(読解用抜粋):
出てくるテレビ番組の情報や、友人同士の会話、家族にかける言葉、それから相手の反応の観察。
これ、どれも自分で体験したことだっけ? デジャヴ? 何か不思議な気がする。
(あとで考えてみる)
一見、子供向けに調整されたお話のようでいて、途中途中に重くて硬い事実がぶつかってくる。ガツンガツン。
それが、確かに現実でも起こりうるし、安心して安全で無知でいられる世界とは、異なる世界が間違いなくあるし、っていうか今この世界そのままだよねと思える。
ごまかさない、情報は提示されている、引き出される事実が並んでいく。
コナンドイルのシャーロック・ホームズシリーズを読んだ後のような、そのままを受け入れられる満足感。
これはトイレ掃除を通じて、
小学生と神様の
心の交流を描いたお話です。
帯にあった著者の言葉3行。
いや、でも、だけどそれだけじゃ……と言いたくなるけど、作者が言うんだからそれが事実なんだよね。
製作者が言うことが絶対の事実。
そういうお話。
(あとで考えてみた)※ここからネタバレあり※
特にお話の中、主人公の思いとそれを理解しない他人とのやり取りに、共感を抱いたのかなと思う。
似たような体験、あるなあと。
冒頭の誕生日ローソクからはじまってごちそうさまで二階にあがるまでの短い間にもいくつかあった。
主人公は自分の身体が弱い目、クラスでも貧弱な方であることを気にしている。父親に心配されることがプレッシャーになっている。だからこそケーキの上のローソクを一度に吹き消したいのに、叶わず残ってしまう。
そんな主人公に対し、
父親は「だらしないぞ」と言い、母親は肺活量を増やすため「好き嫌いをなくさないと」と言う。
あれ? それひどくない? 何年も気にしていること、それでも渾身の息でローソクを消そうと努力した彼に対して両親はそろって「お前が悪い」と言っている。
誕生日のプレゼント、去年は要望が伝わらなかった。
自分では手に入れられないものだからこそ頼んだのに、ちょっと工夫すれば買えてしまうおもちゃが用意されていた。
もちろん情報の行き違いなんだけど……子どもが理解していることを親が理解していない→そのまま実行されてしまう→結果、子どもの意思が無視された形で終了。よくある事例に思える。
父親に、周囲で起きている事件について話しかけた。途中までは子どもの意図を汲み取り、事件についての情報交換になっていたがそのうちに説教へと移行していく。
誕生日に、めったに一緒に過ごせない父親がいてくれると理解している主人公に、わざわざ説教。
めったに会えないからこそ大切なことを話し伝えようとした子どもの気持ちを、踏みにじってないか?
中盤になると、主人公と親友とのトラブルがある。
主人公は自分の立場とどれだけ大切に思っているかを懸命に説明するが、相手は聞き入れない。
相手の言葉のほうが詭弁で、一方的だ。
主人公は熟考の上、親友だからこそ、一番たいせつな真実を伝える。が、相手は信じない。言わせたのに信じず、主人公を悪者に仕立て上げてしまう。
主人公の親友を大切に想う気持ちは変わらないし、実際誠実であるままなのに、相手は聞き入れず「無視」という手段で主人公にダメージを負わせようとした。

(表示データ):
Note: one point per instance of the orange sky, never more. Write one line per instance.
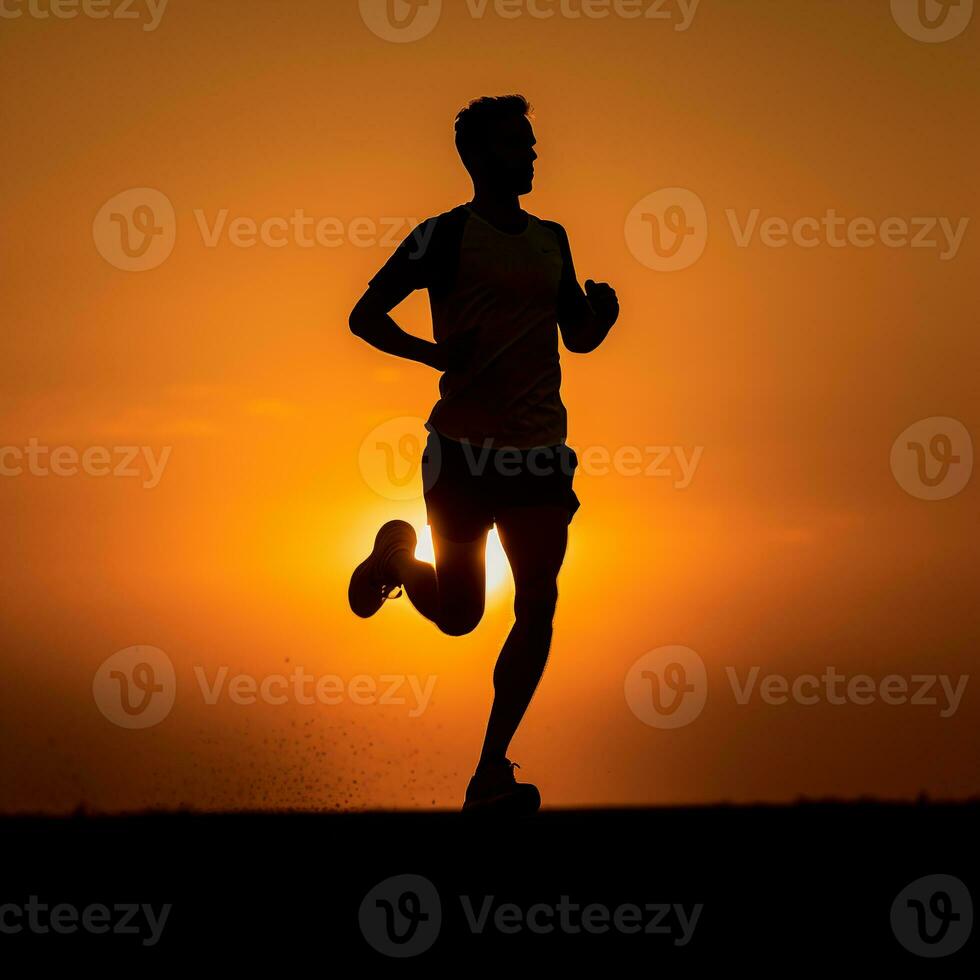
(789, 371)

(対応する作業):
**1)** トイレ掃除と神様の物語についてのこの感想文から、本の帯にあった著者の言葉3行をすべて列挙せよ。
**2)** トイレ掃除と神様の物語についてのこの感想文を、2文で要約せよ。
**3)** トイレ掃除と神様の物語についてのこの感想文を、最後の文の後から引き継いで書き進めよ。

(解決済み課題):
**1)**
・これはトイレ掃除を通じて、
・小学生と神様の
・心の交流を描いたお話です。

**2)** 筆者は、子供向けに見えるこの物語に重く硬い事実が次々とぶつかってくると述べ、シャーロック・ホームズシリーズを読んだ後のような満足感を得たと書いている。ネタバレを含む後半では、誕生日のローソクやプレゼント、父親の説教、親友とのトラブルを例に挙げ、主人公の思いとそれを理解しない他人とのやり取りに共感したのだろうと振り返っている。

**3)**
とここまで書いて、すごく嫌な気持ちになった。
起きたことに目を向けると、とても理不尽な扱いを主人公がされているように感じて憤りを感じる。
けれど、実際読書中には同じ感情は抱かなかった。すごく穏やかに読み進めていた。
あれ? なぜだろう。また不思議だ。
(もう少し考える)
私は、自分の気持ちをわかってもらえているように感じていたのかもしれない。
自分の意図を理解されず、一方的な解釈で不利益を受ける出来事。
自分には何も非が無いのに、誤解を受け「お前が悪だ」と非難される。
そしてそれは、相手が事実を受け入れないまま、一生が終わることもある。
主人公の親友のように。
裏切り者の嘘つきと、主人公を決めつけ怒りを抱いたまま。主人公の誠意を受け取ることを拒否したまま。
主人公にはどうしようもない。そして、どうする必要もない。
家族だったり、親友だったり、本当に大切な相手であり、相手も大切に想ってくれていると確信していても。
どれだけ話したところで、自分が歩み寄ろうとしたところで、理解は得られないのだ。
相手が、理解しないことを選択しているのだから。
なんだか、癒されるような気がした。
誤解を受けたまま、離れてしまったひとたち。もしかして、誰にもそんな存在があるのだろうか。
通りすがりの人でも、一時期関ったひとでも、今でも大切な誰かでも。
話せばわかってもらえる、説明すれば気付いてもらえる、自分が誠実であり続ければいつか信じてもらえる……と、どんなに努力しても報われることはない。
でもね
こういうこと、あるんよね。ねー? と、神様視点の存在が見てくれていたように感じた。
そして主人公はというと
気落ちはしても、痛みを過剰に受けとることはなく、淡々と過ごして行く。
状況を冷静に見つめ、自分自身が出来る範囲のなかから自分の望む状況への道を、選択していく。
望まない状況を避けるという選択肢
その実行がゆるされる世界
自分を守る手段を身につけ、自分の対処範囲を理解している主人公だから、安心して見ていることができたのかもしれない。
まとめ?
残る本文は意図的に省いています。